### GOAL OF THE EXERCISE
Quote the listing below in its entirety.

### TASK MATERIAL
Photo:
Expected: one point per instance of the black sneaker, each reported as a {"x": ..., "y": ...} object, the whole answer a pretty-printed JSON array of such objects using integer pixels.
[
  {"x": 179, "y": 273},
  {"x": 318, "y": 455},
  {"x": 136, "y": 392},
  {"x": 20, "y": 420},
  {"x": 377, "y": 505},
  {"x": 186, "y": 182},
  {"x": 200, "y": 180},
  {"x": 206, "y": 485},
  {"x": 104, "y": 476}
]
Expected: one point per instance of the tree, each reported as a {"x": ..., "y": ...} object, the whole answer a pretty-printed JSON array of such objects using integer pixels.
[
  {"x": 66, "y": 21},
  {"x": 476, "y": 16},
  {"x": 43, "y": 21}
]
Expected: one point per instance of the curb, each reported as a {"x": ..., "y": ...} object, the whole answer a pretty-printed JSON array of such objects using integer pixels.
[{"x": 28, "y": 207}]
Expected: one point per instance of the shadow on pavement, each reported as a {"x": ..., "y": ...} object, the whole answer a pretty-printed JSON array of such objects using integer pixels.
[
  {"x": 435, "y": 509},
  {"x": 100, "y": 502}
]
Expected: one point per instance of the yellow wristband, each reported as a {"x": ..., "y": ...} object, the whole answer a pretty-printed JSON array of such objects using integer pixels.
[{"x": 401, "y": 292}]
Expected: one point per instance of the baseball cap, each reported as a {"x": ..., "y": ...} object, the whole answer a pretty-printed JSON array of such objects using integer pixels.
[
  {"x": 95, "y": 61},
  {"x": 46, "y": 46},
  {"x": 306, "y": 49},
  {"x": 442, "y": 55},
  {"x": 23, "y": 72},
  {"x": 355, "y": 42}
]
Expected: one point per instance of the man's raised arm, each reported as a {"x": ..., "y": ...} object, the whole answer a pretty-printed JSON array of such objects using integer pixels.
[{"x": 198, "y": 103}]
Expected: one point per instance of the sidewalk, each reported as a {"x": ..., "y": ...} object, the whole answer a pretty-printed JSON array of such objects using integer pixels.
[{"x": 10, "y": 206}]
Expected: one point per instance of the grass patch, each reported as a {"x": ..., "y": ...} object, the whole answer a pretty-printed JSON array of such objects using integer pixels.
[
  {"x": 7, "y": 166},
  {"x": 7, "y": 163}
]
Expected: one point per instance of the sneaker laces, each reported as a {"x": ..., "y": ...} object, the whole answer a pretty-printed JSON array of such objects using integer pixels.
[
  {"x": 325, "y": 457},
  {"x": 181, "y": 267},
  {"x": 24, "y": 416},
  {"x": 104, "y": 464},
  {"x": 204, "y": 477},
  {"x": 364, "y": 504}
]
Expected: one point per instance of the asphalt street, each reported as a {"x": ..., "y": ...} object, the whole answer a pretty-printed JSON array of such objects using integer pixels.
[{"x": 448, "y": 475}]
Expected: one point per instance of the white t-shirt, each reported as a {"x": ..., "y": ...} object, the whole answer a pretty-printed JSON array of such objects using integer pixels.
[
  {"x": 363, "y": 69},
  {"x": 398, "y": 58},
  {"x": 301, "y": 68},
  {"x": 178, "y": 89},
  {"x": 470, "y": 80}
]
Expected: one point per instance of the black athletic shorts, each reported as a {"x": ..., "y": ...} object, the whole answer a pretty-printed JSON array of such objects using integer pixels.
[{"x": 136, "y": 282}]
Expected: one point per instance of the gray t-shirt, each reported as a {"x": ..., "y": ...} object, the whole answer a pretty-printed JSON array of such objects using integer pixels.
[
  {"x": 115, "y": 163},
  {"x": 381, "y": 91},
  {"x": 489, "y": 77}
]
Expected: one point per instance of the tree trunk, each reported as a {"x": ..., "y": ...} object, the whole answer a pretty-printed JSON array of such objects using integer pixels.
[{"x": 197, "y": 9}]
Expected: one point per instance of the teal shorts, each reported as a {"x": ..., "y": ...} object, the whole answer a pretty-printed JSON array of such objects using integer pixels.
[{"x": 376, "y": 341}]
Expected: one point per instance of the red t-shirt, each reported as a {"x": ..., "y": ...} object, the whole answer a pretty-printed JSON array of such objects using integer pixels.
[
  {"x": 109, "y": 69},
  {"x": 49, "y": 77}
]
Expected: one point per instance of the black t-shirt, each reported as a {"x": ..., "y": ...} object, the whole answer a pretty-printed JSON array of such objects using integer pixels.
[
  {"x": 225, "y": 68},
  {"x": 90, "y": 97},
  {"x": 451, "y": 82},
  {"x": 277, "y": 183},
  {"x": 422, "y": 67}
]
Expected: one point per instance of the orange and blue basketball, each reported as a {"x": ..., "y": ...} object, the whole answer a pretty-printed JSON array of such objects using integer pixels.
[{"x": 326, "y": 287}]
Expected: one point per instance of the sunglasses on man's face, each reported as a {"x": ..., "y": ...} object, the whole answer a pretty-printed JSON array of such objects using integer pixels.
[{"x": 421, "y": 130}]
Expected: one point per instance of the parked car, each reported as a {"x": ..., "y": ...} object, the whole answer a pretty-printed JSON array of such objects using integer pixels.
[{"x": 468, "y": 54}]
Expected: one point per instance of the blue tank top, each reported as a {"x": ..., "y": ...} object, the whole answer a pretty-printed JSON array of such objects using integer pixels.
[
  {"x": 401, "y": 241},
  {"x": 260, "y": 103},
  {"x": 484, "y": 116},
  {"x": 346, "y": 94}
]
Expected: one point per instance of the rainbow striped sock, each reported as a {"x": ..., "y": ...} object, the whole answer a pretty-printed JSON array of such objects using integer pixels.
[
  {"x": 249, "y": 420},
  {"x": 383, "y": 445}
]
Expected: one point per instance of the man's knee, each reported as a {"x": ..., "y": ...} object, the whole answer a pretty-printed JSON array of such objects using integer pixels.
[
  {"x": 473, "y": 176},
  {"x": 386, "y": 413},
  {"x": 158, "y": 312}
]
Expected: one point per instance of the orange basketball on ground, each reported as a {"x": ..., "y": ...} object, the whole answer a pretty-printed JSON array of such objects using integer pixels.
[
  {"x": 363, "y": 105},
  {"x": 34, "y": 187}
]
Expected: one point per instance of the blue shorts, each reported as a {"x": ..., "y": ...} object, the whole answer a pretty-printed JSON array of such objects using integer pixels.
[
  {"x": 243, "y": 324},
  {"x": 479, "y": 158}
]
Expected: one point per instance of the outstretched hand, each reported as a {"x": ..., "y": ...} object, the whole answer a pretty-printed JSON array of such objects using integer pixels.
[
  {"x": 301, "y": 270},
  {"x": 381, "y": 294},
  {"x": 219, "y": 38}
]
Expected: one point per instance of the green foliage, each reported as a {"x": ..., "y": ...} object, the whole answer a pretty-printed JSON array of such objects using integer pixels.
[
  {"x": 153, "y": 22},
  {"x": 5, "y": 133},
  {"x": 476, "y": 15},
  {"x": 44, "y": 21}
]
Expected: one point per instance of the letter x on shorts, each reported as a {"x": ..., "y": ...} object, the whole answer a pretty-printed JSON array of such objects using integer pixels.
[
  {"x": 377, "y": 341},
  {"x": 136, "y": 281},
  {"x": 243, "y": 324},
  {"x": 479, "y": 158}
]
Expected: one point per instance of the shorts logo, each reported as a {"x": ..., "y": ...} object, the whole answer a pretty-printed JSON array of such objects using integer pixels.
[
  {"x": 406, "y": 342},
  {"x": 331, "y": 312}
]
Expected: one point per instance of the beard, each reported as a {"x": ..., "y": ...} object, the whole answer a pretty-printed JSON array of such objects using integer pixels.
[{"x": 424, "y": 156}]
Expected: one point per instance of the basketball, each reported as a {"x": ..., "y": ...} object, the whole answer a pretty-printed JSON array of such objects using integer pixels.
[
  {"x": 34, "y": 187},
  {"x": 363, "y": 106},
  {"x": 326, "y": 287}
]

### FULL OUTPUT
Photo:
Expected: one point per instance of the black sneaker, each reported as a {"x": ..., "y": ...} object, the whole answer a pretty-printed JSON array of such objects using integer pixels.
[
  {"x": 179, "y": 273},
  {"x": 318, "y": 455},
  {"x": 136, "y": 392},
  {"x": 20, "y": 420},
  {"x": 377, "y": 505},
  {"x": 186, "y": 182},
  {"x": 200, "y": 180},
  {"x": 206, "y": 485},
  {"x": 104, "y": 476}
]
Expected: one point per instance of the tree, each reported as a {"x": ..., "y": ...} object, the whole answer a pretty-printed JSON array of such objects using integer pixels.
[
  {"x": 66, "y": 21},
  {"x": 476, "y": 16},
  {"x": 43, "y": 21}
]
Expected: one point per instance of the curb, each reported as a {"x": ..., "y": ...} object, the whole answer a pretty-printed JSON array of such objects using integer pixels.
[{"x": 28, "y": 207}]
Expected: one point per instance of the shadow on pavement, each reported as a {"x": ..., "y": ...} object, the whole answer a pretty-printed JSON array of such objects using integer pixels.
[
  {"x": 435, "y": 509},
  {"x": 100, "y": 502}
]
Expected: one point per instance of the yellow wristband, each reported as a {"x": ..., "y": ...} object, the whole answer a pretty-printed JSON array of such objects using integer pixels.
[{"x": 401, "y": 292}]
Expected: one point per instance of the baseball cap, each reported as a {"x": ..., "y": ...} object, the whole answer a pretty-printed JSON array of such objects using integer pixels.
[
  {"x": 95, "y": 61},
  {"x": 46, "y": 46},
  {"x": 306, "y": 49},
  {"x": 442, "y": 55},
  {"x": 23, "y": 72},
  {"x": 355, "y": 42}
]
Expected: one point per instance of the man's raised arm, each reported as a {"x": ..., "y": ...} object, the whole answer a pretty-printed JSON array of such objects using integer pixels.
[{"x": 198, "y": 103}]
Expected: one point per instance of the sidewalk, each reported as a {"x": ..., "y": ...} object, the whole answer a pretty-printed JSON array of such objects using integer pixels.
[{"x": 10, "y": 206}]
Expected: one point per instance of the grass patch, each reported as a {"x": ..., "y": ...} object, the whole answer a pretty-printed JSON array of such objects using integer pixels.
[
  {"x": 7, "y": 166},
  {"x": 7, "y": 163}
]
Expected: one point per instance of the sneaker laces, each reported as a {"x": ..., "y": ...} object, the whole answer a pretty-printed JSON array of such objects using integer pixels.
[
  {"x": 325, "y": 457},
  {"x": 181, "y": 267},
  {"x": 24, "y": 416},
  {"x": 104, "y": 464},
  {"x": 204, "y": 477},
  {"x": 364, "y": 504}
]
Expected: one point per instance of the asphalt street, each reported as a {"x": ..., "y": ...} object, the whole answer a pretty-printed JSON array of such objects using integer pixels.
[{"x": 448, "y": 475}]
Expected: one point per instance of the white t-shirt, each reported as a {"x": ..., "y": ...} object, the whole answer a pretty-printed JSON array of such objects using integer pixels.
[
  {"x": 363, "y": 69},
  {"x": 398, "y": 58},
  {"x": 301, "y": 68},
  {"x": 178, "y": 89},
  {"x": 470, "y": 80}
]
Expected: one point per instance of the black athletic shorts, each reported as a {"x": ..., "y": ...} object, the whole answer a pretty-printed JSON array of such objects using integer pixels.
[{"x": 136, "y": 282}]
Expected: one point per instance of the gray t-shirt, each reported as a {"x": ..., "y": ...} object, the whole answer a pretty-printed JSON array of such objects using integer pixels.
[
  {"x": 115, "y": 163},
  {"x": 381, "y": 91},
  {"x": 489, "y": 77}
]
Expected: one point per instance of the tree trunk, each reported as a {"x": ..., "y": ...} object, the whole answer a pretty-printed JSON array of such objects using integer pixels.
[{"x": 197, "y": 9}]
Expected: one point per instance of the teal shorts, each reported as a {"x": ..., "y": ...} object, the whole answer a pretty-printed JSON array of such objects using integer pixels.
[{"x": 376, "y": 341}]
Expected: one point per instance of the red t-shirt, each reported as a {"x": ..., "y": ...} object, the whole answer a pretty-printed JSON array of such objects using integer pixels.
[
  {"x": 109, "y": 69},
  {"x": 49, "y": 77}
]
Expected: one point per instance of the black t-shirt, each reported as a {"x": ..., "y": ...} object, the whole answer a pretty-printed JSON array of such objects using integer pixels.
[
  {"x": 225, "y": 68},
  {"x": 90, "y": 97},
  {"x": 451, "y": 82},
  {"x": 277, "y": 183},
  {"x": 422, "y": 67}
]
Expected: one point per instance of the orange and blue basketball, each reported as a {"x": ..., "y": ...} object, the whole answer a pretty-printed JSON array of such objects using integer pixels.
[{"x": 326, "y": 287}]
Expected: one point per instance of the sunglasses on man's face, each reported as a {"x": ..., "y": ...} object, the whole answer a pretty-printed JSON array of such objects using integer pixels.
[{"x": 421, "y": 130}]
Expected: one point per instance of the parked car, each reported as a {"x": ..., "y": ...} object, the whole answer a pretty-printed JSON array of such objects using integer pixels.
[{"x": 468, "y": 54}]
Expected: one point per instance of the blue tank top, each reported as a {"x": ..., "y": ...} object, the whole answer a pretty-printed JSON array of such objects using integer pixels.
[
  {"x": 401, "y": 241},
  {"x": 260, "y": 103},
  {"x": 484, "y": 116},
  {"x": 346, "y": 94}
]
Expected: one point per instance of the rainbow striped sock, each reported as a {"x": ..., "y": ...} object, the whole answer a pretty-printed JSON array of such objects using integer pixels.
[
  {"x": 249, "y": 420},
  {"x": 383, "y": 445}
]
Expected: one point per instance of the man's knee, each reported as a {"x": ..., "y": ...} object, the whole answer a pretty-printed JSON array of such objects using integer pixels.
[
  {"x": 473, "y": 176},
  {"x": 386, "y": 413},
  {"x": 158, "y": 312}
]
Expected: one point per instance of the orange basketball on ground, each reported as a {"x": ..., "y": ...} object, the whole answer a pretty-printed JSON array of such objects using integer pixels.
[
  {"x": 363, "y": 105},
  {"x": 34, "y": 187}
]
Expected: one point per instance of the blue shorts, each reported as a {"x": ..., "y": ...} object, the whole answer a pretty-printed JSON array of such objects using integer pixels.
[
  {"x": 243, "y": 324},
  {"x": 479, "y": 158}
]
Expected: one point per instance of the outstretched hand, each reported as a {"x": ..., "y": ...} object, the whole answer a pretty-printed JSON array of such objects using integer pixels.
[
  {"x": 301, "y": 270},
  {"x": 381, "y": 294},
  {"x": 219, "y": 38}
]
Expected: one point per instance of the green foliage, each reported as a {"x": ..., "y": ...} object, the whole answer a pretty-printed JSON array of such objects using integer pixels.
[
  {"x": 153, "y": 22},
  {"x": 5, "y": 133},
  {"x": 476, "y": 15},
  {"x": 44, "y": 21}
]
Expected: one point per instance of the letter x on shorts, each reported as a {"x": ..., "y": ...} object, the whole answer a pretty-printed JSON array of such objects using integer pixels.
[
  {"x": 377, "y": 341},
  {"x": 136, "y": 281},
  {"x": 243, "y": 324},
  {"x": 479, "y": 158}
]
Expected: one point per instance of the shorts logo, each reported as a {"x": ..., "y": ...} object, the whole answer a pretty-printed JSON array of such objects using integer pixels.
[
  {"x": 406, "y": 342},
  {"x": 331, "y": 312}
]
Expected: one point per instance of the beard, each reported as a {"x": ..., "y": ...} object, the whole answer a pretty-printed JSON array of such objects using integer pixels.
[{"x": 424, "y": 156}]
Expected: one point per instance of the basketball, each reported as a {"x": ..., "y": ...} object, the whole answer a pretty-printed JSON array of such objects using integer pixels.
[
  {"x": 34, "y": 187},
  {"x": 363, "y": 106},
  {"x": 326, "y": 287}
]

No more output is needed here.